§ **Quoted text**
## Start
However, in this case defendant's witnesses have never contended that they genuinely did not know anything about Tanner's drug activities, or that exculpatory testimony would have been truthful. The district court expressly found they were not intimidated. Under the circumstances, then, defendant was not entitled to discover the government's tape in order to bolster any claim of prosecutorial misconduct. [T]he district court similarly did not err in excluding evidence aimed at showing that Griffin had intimidated a defense witness in an unrelated case two years earlier.

21

Tanner's contention that the district court erred in denying his motion to continue the evidentiary hearing also fails. The defendant had neither provided any explanation as to why he had been unable to locate or subpoena his intended witness, Donna Brown, nor indicated what evidence Donna Brown was expected to provide that was not cumulative of testimony the court had already heard. More importantly, defendant has never suggested that his guilty plea was obtained because of Donna Brown's expected testimony.
## End
§ **Data supplied**
## Start
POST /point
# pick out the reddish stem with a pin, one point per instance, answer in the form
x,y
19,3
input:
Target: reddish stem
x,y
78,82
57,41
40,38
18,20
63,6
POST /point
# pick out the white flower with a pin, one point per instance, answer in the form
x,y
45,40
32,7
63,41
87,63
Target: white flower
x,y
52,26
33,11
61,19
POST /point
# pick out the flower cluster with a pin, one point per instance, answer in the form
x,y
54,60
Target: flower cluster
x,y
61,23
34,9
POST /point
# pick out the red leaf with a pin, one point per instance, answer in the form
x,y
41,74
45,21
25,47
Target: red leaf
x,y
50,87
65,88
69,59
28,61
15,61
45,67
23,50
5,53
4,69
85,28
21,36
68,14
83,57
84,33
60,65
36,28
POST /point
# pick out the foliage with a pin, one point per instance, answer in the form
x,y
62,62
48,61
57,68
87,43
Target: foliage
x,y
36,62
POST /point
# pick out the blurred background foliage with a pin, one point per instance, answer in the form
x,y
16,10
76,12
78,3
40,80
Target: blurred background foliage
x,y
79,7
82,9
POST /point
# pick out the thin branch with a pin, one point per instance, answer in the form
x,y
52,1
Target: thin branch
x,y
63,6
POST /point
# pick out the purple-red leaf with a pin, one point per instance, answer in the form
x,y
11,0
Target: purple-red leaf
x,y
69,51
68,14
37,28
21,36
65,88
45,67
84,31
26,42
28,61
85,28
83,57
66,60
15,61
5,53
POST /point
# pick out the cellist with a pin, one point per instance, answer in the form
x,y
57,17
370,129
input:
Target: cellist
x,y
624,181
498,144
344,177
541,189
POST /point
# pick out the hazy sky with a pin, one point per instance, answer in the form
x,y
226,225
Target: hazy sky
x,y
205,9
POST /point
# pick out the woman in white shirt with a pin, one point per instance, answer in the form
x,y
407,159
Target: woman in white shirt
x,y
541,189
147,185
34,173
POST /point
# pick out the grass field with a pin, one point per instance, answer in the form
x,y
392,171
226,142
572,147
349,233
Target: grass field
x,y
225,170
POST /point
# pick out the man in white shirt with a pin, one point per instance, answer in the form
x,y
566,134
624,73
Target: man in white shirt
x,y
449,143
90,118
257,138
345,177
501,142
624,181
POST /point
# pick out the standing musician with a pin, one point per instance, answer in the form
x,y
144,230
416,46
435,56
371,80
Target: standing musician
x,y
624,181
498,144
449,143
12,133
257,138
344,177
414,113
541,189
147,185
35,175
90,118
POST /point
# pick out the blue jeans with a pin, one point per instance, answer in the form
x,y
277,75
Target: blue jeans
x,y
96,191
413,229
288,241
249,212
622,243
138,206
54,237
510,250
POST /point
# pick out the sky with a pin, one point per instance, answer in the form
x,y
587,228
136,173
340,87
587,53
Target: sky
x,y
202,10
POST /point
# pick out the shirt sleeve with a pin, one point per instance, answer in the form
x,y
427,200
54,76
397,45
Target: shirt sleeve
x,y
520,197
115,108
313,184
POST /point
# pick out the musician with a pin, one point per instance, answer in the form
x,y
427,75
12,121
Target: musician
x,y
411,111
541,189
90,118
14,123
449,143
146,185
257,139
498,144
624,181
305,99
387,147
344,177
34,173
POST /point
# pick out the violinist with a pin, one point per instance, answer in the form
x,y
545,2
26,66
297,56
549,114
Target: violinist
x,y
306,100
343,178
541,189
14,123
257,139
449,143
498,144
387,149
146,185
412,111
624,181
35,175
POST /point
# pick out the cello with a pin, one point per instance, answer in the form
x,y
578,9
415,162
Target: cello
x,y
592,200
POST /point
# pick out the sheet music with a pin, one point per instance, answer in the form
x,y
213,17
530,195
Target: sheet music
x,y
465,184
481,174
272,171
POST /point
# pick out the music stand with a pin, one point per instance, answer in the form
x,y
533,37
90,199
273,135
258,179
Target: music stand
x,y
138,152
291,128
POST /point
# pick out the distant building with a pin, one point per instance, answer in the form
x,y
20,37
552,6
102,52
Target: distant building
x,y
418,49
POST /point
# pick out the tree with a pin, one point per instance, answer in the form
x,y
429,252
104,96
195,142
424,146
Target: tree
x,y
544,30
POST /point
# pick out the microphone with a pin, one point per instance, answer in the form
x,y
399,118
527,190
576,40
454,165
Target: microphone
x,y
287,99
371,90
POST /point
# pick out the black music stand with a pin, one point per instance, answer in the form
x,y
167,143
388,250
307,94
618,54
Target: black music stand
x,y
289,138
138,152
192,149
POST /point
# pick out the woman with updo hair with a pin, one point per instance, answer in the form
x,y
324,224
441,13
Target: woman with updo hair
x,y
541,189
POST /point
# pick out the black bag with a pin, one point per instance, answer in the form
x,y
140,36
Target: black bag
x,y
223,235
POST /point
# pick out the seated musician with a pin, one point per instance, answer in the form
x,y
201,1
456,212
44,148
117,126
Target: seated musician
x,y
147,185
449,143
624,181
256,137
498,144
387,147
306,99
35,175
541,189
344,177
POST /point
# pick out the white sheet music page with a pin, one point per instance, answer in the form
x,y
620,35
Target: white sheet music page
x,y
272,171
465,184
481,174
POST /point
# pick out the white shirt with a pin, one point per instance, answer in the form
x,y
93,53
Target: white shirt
## End
§ **Exercises to complete**
A – Render this sentence from the excerpt on Tanner's appeal in Spanish: "The district court expressly found they were not intimidated."
B – Answer these questions using the excerpt on Tanner's appeal:
(i) What did the district court expressly find about the defendant's witnesses?
(ii) How long before had Griffin allegedly intimidated a defense witness in an unrelated case?
(iii) What was the name of the intended witness whom the defendant had been unable to locate or subpoena?
C – Write the next few sentences of the excerpt on Tanner's appeal, picking up after its final sentence.
The entries are separate material from the excerpt on Tanner's appeal.

§ **Answer list**
A – El tribunal de distrito determinó expresamente que no fueron intimidados.

B –
(i) They were not intimidated.
(ii) Two years earlier.
(iii) Donna Brown.

C –
22

Tanner also argues that he should have been allowed to withdraw his guilty plea because he did not have sufficient time to consider, understand, or consult with his attorney regarding his plea, which was therefore not free or voluntary. While defendant did make his decision to plead guilty within a relatively short time frame, there is no indication that any time pressure was applied by the court or the prosecution, or that defendant could not have taken longer to consider his options, had he chosen. During the plea colloquy, the judge thoroughly questioned Tanner regarding his plea, his understanding of the situation, and his willingness to enter into the agreement, and was completely satisfied that Tanner was pleading guilty freely and voluntarily and with full understanding of the significance of the event. At times, Tanner stopped to question the judge, who then explained the point at issue more thoroughly, until Tanner indicated that he understood.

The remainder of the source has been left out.